**TEXT UNDER STUDY**
■ ■ ■ ■ ■ ■ ■

Wood blewits – identification, distribution, edibility
Wood blewit – Clitocybe nuda (previously Lepista nuda)
- Edibility 4/5 – must be cooked – some people react adversely – try just a little, well cooked, first time round
- Identification 4/5
- Distribution 3/5
- Season – October – December
- Habitat – Wood edges, and road verges, under most tree types, with a liking for leaf litter
- Key features: Smooth, purple cap, browning with age, 5 – 15cm, domed at first, becoming flat and often upturned with age. Bright purple crowded sinuate gills, becoming drabber with age, but always with a blue/lilac hue. Stem bluish/lilac and fibrous. Delightful aromatic, floral scent.
Similar species:
- Field blewits (Lepista saeva) are similar, with a paler cap and gills, and growing on calcerous grassland. They are just as delicious as their woodland cousins, and can be used in similar ways.
- Sordid blewits (Lepista sordida) are quite similar to wood blewits, though generally frailer, and can also be eaten.

■ ■ ■ ■ ■ ■ ■

**INFORMATION GIVEN**
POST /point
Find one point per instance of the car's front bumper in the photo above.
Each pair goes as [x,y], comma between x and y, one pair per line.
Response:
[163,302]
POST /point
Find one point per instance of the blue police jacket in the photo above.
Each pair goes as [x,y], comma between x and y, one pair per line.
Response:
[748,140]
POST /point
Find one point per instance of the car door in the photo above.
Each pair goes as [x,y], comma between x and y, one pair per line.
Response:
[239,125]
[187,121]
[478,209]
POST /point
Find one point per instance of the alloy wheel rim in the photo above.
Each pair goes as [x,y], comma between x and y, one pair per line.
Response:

■ ■ ■ ■ ■ ■ ■

Reproduce the passage of the wood blewit text between "Wood blewits –" and "in similar ways.", inclusive, with no changes.

Wood blewits – identification, distribution, edibility
Wood blewit – Clitocybe nuda (previously Lepista nuda)
- Edibility 4/5 – must be cooked – some people react adversely – try just a little, well cooked, first time round
- Identification 4/5
- Distribution 3/5
- Season – October – December
- Habitat – Wood edges, and road verges, under most tree types, with a liking for leaf litter
- Key features: Smooth, purple cap, browning with age, 5 – 15cm, domed at first, becoming flat and often upturned with age. Bright purple crowded sinuate gills, becoming drabber with age, but always with a blue/lilac hue. Stem bluish/lilac and fibrous. Delightful aromatic, floral scent.
Similar species:
- Field blewits (Lepista saeva) are similar, with a paler cap and gills, and growing on calcerous grassland. They are just as delicious as their woodland cousins, and can be used in similar ways.